Stored entries:
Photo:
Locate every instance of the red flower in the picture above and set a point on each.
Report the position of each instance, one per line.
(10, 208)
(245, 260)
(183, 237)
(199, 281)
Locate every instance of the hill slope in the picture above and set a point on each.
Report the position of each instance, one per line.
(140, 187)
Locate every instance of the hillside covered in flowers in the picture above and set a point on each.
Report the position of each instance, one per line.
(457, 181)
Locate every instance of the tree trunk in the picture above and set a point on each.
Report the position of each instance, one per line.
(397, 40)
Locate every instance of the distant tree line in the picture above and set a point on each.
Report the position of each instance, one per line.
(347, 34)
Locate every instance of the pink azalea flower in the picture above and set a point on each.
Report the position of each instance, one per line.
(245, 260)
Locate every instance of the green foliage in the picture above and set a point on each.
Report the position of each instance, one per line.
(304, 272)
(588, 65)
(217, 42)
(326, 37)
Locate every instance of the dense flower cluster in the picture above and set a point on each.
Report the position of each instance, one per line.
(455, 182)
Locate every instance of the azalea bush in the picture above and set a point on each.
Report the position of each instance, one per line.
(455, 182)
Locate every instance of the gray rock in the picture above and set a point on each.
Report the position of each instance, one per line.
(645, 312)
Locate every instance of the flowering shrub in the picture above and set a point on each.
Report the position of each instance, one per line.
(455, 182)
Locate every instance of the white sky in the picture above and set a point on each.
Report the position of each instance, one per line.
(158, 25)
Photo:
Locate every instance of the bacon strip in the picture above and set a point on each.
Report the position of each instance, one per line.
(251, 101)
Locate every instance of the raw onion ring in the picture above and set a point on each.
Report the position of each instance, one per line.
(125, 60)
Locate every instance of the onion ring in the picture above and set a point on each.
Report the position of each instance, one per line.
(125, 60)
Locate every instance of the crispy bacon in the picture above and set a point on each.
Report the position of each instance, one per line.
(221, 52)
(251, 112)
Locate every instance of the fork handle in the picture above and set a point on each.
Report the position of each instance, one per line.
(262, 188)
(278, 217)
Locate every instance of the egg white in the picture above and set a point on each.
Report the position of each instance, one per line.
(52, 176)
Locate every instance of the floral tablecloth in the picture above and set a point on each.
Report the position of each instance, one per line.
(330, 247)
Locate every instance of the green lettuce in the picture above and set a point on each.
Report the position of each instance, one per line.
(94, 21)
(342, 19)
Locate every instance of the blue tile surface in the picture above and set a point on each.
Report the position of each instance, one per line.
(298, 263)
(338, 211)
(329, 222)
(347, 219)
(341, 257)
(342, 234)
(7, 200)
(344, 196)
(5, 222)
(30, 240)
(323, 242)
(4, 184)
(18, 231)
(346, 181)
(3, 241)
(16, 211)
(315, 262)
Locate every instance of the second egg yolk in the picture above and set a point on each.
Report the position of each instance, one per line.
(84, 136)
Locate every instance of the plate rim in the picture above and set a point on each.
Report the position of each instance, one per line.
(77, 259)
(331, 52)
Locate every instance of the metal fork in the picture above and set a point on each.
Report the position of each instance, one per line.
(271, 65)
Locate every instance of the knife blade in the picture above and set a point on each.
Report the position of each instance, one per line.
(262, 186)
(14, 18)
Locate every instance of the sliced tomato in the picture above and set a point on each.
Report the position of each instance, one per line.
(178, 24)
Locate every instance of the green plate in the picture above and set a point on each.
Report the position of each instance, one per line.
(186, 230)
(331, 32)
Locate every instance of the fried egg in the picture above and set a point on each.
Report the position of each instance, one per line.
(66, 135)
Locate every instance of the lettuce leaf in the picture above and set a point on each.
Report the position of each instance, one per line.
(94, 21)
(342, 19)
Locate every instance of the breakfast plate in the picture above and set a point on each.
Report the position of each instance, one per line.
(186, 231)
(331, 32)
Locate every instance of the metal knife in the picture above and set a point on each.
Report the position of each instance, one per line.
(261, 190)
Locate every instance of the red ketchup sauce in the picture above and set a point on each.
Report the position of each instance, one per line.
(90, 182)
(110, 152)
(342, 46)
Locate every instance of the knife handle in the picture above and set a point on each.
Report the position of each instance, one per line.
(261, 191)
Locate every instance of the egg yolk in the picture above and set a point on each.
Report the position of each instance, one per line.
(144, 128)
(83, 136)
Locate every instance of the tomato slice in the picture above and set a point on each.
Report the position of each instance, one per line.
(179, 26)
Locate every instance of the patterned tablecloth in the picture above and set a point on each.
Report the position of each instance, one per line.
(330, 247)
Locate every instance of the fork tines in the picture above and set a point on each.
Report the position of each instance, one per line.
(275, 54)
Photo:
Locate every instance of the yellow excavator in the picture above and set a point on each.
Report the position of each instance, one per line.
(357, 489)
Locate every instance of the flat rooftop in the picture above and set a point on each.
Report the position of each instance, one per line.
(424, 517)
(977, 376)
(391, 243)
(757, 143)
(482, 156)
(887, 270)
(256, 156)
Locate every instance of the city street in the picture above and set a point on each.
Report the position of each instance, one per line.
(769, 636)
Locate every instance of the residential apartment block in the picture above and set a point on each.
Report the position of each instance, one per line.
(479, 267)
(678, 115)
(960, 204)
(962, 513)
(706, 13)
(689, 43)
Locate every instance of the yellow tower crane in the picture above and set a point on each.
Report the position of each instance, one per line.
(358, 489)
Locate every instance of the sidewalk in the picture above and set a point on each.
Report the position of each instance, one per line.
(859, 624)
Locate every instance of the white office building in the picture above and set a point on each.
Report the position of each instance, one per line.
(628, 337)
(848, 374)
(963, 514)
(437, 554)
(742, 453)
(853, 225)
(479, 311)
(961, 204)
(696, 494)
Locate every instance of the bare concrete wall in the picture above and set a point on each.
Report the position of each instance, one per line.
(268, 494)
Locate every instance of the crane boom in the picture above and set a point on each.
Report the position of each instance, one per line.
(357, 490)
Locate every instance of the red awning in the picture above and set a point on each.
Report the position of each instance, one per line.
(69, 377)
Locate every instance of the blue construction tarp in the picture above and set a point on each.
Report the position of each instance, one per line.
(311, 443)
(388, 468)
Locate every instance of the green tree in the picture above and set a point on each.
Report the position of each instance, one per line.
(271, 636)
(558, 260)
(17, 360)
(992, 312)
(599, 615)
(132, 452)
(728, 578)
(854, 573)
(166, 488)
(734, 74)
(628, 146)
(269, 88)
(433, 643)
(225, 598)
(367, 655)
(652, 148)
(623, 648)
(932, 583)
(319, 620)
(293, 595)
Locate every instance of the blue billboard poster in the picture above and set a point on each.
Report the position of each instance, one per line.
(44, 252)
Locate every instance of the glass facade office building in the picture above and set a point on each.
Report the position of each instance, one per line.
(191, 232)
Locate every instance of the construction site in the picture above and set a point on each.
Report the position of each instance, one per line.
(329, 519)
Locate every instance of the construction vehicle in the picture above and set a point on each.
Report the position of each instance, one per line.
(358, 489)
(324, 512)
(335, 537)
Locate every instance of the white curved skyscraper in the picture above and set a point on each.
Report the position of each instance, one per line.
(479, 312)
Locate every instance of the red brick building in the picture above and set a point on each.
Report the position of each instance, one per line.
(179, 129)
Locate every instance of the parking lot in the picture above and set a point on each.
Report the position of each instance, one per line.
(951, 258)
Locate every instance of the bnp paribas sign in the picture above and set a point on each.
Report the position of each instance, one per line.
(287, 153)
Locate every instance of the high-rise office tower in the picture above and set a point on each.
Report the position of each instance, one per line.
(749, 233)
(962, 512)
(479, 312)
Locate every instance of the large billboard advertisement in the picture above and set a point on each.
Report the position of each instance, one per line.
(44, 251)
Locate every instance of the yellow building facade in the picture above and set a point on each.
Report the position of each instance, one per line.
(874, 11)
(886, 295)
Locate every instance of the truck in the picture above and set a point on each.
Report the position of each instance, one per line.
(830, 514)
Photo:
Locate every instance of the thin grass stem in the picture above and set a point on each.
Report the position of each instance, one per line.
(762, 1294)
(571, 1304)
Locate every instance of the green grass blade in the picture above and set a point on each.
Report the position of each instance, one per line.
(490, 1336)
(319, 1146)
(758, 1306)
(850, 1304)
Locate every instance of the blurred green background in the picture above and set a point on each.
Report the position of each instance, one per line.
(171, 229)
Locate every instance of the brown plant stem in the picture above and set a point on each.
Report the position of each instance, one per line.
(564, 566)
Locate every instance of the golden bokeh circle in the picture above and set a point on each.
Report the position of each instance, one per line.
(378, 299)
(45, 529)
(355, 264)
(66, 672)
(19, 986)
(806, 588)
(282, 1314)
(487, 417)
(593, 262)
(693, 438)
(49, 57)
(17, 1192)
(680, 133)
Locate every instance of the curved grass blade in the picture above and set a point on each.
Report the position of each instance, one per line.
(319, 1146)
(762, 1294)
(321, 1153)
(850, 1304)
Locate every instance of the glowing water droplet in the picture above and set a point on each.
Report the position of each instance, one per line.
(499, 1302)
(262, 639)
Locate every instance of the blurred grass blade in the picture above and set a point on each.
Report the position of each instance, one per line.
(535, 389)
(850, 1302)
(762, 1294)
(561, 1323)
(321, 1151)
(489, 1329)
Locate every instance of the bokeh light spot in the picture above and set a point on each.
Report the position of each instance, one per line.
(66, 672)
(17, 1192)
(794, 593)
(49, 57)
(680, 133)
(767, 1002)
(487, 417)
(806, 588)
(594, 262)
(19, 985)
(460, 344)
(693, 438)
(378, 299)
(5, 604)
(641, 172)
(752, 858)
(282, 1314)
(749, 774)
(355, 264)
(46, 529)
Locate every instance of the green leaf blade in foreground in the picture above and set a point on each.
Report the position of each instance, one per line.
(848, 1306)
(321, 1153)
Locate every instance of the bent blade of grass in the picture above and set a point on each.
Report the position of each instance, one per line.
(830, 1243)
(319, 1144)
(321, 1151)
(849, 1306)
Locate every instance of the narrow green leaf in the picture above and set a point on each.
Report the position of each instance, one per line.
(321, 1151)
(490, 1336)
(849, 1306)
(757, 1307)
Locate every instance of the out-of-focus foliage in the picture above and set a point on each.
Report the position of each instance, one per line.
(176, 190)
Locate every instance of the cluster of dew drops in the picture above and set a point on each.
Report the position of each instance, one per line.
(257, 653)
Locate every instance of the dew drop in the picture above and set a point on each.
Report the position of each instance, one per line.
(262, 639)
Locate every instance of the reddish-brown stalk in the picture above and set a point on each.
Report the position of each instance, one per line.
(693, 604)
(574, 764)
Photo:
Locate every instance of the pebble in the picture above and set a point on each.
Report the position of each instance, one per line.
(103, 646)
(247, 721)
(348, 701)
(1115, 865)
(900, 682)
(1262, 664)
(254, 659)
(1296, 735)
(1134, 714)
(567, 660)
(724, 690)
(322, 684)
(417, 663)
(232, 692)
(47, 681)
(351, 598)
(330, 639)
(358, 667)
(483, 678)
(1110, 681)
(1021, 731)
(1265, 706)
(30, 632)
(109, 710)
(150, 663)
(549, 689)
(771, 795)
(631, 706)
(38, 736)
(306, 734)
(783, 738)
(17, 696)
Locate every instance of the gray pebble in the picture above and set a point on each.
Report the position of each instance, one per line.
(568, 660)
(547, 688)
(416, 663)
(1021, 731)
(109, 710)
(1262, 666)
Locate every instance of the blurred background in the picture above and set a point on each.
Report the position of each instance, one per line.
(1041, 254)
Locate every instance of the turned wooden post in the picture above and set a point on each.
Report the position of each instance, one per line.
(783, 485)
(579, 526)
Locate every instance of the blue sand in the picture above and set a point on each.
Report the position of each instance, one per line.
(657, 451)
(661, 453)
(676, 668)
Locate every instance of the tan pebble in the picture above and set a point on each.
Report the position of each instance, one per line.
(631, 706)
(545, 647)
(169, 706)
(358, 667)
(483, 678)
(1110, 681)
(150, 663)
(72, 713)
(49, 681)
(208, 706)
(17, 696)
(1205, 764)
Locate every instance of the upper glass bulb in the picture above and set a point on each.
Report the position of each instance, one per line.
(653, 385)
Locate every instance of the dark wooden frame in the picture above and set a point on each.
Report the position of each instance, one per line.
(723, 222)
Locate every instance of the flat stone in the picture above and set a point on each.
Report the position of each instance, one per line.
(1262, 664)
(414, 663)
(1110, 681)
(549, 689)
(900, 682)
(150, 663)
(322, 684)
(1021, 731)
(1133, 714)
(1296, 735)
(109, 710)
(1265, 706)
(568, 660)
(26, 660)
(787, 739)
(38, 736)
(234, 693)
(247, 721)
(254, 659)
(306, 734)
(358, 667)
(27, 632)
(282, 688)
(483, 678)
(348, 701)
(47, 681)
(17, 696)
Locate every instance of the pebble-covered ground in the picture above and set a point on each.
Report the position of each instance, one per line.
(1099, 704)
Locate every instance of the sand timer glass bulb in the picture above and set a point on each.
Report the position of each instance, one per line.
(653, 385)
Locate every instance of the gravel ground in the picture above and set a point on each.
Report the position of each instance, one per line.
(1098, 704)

▶ **REQUIREMENT**
Write down, word for word, the lines above from the one containing "Locate every instance of the golden" through the one containing "Locate every instance of the blurred grass", both ends included.

▶ **WRITTEN SOLUTION**
Locate every instance of the golden bokeh circle in the picture above and set a point on each.
Report the position of each instance, one per line.
(378, 299)
(45, 529)
(355, 264)
(66, 672)
(19, 986)
(806, 588)
(282, 1314)
(487, 417)
(593, 262)
(693, 438)
(49, 57)
(17, 1192)
(680, 133)
Locate every instance of the curved grass blade in the picture above and set a point on each.
Report the position of each instance, one per line.
(319, 1146)
(762, 1294)
(321, 1153)
(850, 1304)
Locate every instance of the glowing water droplet in the picture above and set a point on each.
Report the position of each instance, one per line.
(499, 1302)
(262, 639)
Locate every instance of the blurred grass blade in the picture above and set a point on each.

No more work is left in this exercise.